## MATERIAL SHOWN
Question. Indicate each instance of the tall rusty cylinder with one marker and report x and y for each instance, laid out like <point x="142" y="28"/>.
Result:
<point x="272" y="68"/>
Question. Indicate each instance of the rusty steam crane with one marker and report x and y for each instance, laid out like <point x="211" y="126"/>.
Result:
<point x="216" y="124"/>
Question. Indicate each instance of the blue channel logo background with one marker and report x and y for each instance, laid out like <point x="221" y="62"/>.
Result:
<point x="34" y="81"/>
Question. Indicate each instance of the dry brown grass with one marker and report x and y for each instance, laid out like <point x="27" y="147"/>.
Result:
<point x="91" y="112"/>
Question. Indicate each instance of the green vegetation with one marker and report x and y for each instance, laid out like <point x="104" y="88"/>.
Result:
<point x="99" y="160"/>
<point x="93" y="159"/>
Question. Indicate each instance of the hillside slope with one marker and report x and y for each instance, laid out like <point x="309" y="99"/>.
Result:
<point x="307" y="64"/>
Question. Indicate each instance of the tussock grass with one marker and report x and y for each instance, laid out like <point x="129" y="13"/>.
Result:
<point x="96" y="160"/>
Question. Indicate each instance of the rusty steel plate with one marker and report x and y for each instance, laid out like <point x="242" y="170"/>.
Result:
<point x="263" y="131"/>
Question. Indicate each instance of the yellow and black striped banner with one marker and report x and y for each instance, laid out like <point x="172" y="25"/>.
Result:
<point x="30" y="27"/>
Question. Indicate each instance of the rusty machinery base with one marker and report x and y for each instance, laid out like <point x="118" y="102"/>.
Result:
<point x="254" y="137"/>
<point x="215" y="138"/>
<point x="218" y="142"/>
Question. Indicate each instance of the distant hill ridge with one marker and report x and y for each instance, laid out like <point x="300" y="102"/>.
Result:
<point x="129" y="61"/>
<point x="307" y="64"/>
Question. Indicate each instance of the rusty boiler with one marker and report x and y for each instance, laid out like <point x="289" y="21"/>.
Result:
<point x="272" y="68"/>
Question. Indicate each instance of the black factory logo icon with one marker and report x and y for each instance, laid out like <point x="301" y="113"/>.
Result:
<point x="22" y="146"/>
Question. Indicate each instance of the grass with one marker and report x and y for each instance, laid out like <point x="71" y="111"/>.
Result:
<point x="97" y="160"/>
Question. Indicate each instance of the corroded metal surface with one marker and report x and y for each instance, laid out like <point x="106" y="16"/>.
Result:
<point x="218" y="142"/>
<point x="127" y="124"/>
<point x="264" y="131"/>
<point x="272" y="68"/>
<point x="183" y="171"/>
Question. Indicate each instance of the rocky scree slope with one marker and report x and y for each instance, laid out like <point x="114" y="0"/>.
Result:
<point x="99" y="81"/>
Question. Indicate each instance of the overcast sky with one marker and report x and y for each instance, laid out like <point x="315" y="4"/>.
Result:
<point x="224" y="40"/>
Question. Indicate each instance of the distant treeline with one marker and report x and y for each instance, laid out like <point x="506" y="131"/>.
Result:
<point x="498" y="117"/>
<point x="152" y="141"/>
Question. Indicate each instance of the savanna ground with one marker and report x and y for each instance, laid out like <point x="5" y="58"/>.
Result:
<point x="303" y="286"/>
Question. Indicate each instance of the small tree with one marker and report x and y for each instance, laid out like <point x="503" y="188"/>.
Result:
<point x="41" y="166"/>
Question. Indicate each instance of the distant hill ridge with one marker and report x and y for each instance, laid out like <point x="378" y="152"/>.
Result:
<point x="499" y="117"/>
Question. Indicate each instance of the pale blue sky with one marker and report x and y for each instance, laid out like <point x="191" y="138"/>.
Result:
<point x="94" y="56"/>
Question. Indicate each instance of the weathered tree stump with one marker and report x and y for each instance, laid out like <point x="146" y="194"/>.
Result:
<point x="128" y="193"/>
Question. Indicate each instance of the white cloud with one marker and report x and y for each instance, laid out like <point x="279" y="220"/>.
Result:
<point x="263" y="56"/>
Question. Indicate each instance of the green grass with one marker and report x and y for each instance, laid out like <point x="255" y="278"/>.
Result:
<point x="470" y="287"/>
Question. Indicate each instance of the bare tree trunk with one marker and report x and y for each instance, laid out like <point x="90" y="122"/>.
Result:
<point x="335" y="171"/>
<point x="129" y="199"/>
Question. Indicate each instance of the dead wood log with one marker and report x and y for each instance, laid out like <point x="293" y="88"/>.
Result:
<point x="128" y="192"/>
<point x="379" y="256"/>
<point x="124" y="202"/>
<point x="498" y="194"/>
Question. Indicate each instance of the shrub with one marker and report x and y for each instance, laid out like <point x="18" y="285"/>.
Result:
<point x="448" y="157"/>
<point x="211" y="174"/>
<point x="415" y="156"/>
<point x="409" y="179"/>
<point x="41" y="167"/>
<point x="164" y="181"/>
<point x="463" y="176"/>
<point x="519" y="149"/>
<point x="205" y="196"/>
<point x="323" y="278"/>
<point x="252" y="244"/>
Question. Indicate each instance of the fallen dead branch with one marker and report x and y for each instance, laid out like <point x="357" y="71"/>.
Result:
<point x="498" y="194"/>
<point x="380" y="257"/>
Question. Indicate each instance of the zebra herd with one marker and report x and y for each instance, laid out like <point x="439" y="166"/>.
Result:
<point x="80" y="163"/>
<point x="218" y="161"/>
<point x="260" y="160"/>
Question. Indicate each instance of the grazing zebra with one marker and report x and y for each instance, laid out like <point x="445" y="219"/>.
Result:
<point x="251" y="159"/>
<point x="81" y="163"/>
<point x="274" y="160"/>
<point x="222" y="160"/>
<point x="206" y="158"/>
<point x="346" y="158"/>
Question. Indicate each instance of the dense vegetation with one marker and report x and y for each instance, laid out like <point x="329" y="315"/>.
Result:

## DIRECTIONS FOR THIS TASK
The complete set of entries above must be reproduced verbatim.

## TASK RESULT
Question. Indicate each instance of the tall rusty cylinder with one marker and report x and y for each instance, laid out like <point x="142" y="28"/>.
Result:
<point x="272" y="68"/>
Question. Indicate each instance of the rusty steam crane with one marker and report x and y for each instance, laid out like <point x="211" y="126"/>.
Result:
<point x="216" y="124"/>
Question. Indicate each instance of the blue channel logo background with one marker and report x and y for each instance, laid out like <point x="221" y="62"/>.
Result:
<point x="34" y="81"/>
Question. Indicate each instance of the dry brown grass with one marker and report x and y for each instance, laid out like <point x="27" y="147"/>.
Result:
<point x="91" y="112"/>
Question. Indicate each instance of the green vegetation with one marker and report x and y for each instance, laid out like <point x="104" y="88"/>.
Result:
<point x="99" y="160"/>
<point x="93" y="159"/>
Question. Indicate each instance of the hillside slope with one marker and report x and y for each instance, laid out like <point x="309" y="99"/>.
Result:
<point x="307" y="64"/>
Question. Indicate each instance of the tussock grass with one marker and report x and y for each instance, laid out like <point x="129" y="13"/>.
Result:
<point x="96" y="160"/>
Question. Indicate each instance of the rusty steel plate with one marker and report x and y for each instance, laid out like <point x="242" y="170"/>.
Result:
<point x="263" y="131"/>
Question. Indicate each instance of the yellow and black striped banner with one marker and report x and y for each instance, laid out like <point x="172" y="25"/>.
Result:
<point x="30" y="27"/>
Question. Indicate each instance of the rusty machinery base with one marker and report x and y for each instance, laid out like <point x="118" y="102"/>.
Result:
<point x="254" y="137"/>
<point x="215" y="138"/>
<point x="218" y="142"/>
Question. Indicate each instance of the distant hill ridge with one marker and report x and y for each instance, laid out like <point x="300" y="102"/>.
Result:
<point x="129" y="61"/>
<point x="307" y="64"/>
Question. Indicate each instance of the rusty boiler with one marker and report x and y for each instance, laid out like <point x="289" y="21"/>.
Result:
<point x="272" y="68"/>
Question. Indicate each instance of the black factory logo icon with one marker and report x and y for each instance, laid out like <point x="301" y="113"/>.
Result:
<point x="22" y="146"/>
Question. Indicate each instance of the grass with one marker and report x and y for each instance, laid out like <point x="71" y="111"/>.
Result:
<point x="97" y="160"/>
Question. Indicate each instance of the corroded metal surface with one marker and report x and y for each instance, laid out like <point x="106" y="16"/>.
Result:
<point x="218" y="142"/>
<point x="127" y="124"/>
<point x="264" y="131"/>
<point x="272" y="68"/>
<point x="183" y="171"/>
Question. Indicate each instance of the rocky scree slope with one marker and report x and y for each instance, laid out like <point x="114" y="0"/>.
Result:
<point x="99" y="81"/>
Question. Indicate each instance of the overcast sky with one marker and report x and y for each instance, laid out like <point x="315" y="4"/>.
Result:
<point x="224" y="40"/>
Question. Indicate each instance of the distant treeline with one marker and report x and y for each instance, laid out like <point x="506" y="131"/>.
Result:
<point x="498" y="117"/>
<point x="152" y="141"/>
Question. Indicate each instance of the savanna ground with one marker and report x and y for each instance, laid out like <point x="5" y="58"/>.
Result:
<point x="303" y="286"/>
Question. Indicate each instance of the small tree with one marker and report x and y for each instance, laid out like <point x="503" y="188"/>.
Result:
<point x="41" y="166"/>
Question. Indicate each instance of the distant hill ridge with one marker and report x and y for each instance, laid out like <point x="378" y="152"/>.
Result:
<point x="499" y="117"/>
Question. Indicate each instance of the pale blue sky with one marker and report x and y for each instance, laid out like <point x="191" y="138"/>.
Result:
<point x="94" y="56"/>
Question. Indicate each instance of the weathered tree stump with one marker and report x and y for each instance, laid out like <point x="146" y="194"/>.
Result:
<point x="128" y="193"/>
Question. Indicate each instance of the white cloud with one marker and report x and y for each instance, laid out like <point x="279" y="220"/>.
Result:
<point x="263" y="56"/>
Question. Indicate each instance of the green grass with one marker and report x and y for each instance, laid out like <point x="255" y="278"/>.
Result:
<point x="470" y="287"/>
Question. Indicate each instance of the bare tree trunk with one marker and report x and y for each instance, laid out like <point x="90" y="122"/>.
Result:
<point x="335" y="171"/>
<point x="129" y="199"/>
Question. Indicate each instance of the dead wood log with one marker and report x and y for each instance, laid out like <point x="293" y="88"/>.
Result:
<point x="128" y="192"/>
<point x="379" y="256"/>
<point x="124" y="202"/>
<point x="498" y="194"/>
Question. Indicate each instance of the shrub with one marker and report x and y for each instance, laid out like <point x="18" y="285"/>.
Result:
<point x="448" y="157"/>
<point x="211" y="174"/>
<point x="415" y="156"/>
<point x="409" y="179"/>
<point x="41" y="167"/>
<point x="164" y="181"/>
<point x="463" y="176"/>
<point x="519" y="149"/>
<point x="205" y="196"/>
<point x="323" y="278"/>
<point x="252" y="244"/>
Question. Indicate each instance of the fallen dead branch with one marker and report x and y for each instance, laid out like <point x="357" y="71"/>.
Result:
<point x="498" y="194"/>
<point x="380" y="257"/>
Question. Indicate each instance of the zebra herd with one marker and report x and y for each instance, laid out like <point x="439" y="166"/>.
Result:
<point x="80" y="163"/>
<point x="218" y="161"/>
<point x="260" y="160"/>
Question. Indicate each instance of the grazing zebra with one marker and report x and y for each instance, laid out like <point x="445" y="219"/>.
Result:
<point x="251" y="159"/>
<point x="81" y="163"/>
<point x="274" y="160"/>
<point x="222" y="160"/>
<point x="206" y="158"/>
<point x="346" y="158"/>
Question. Indicate each instance of the dense vegetation with one marker and report x and y for each instance, laid out like <point x="329" y="315"/>.
Result:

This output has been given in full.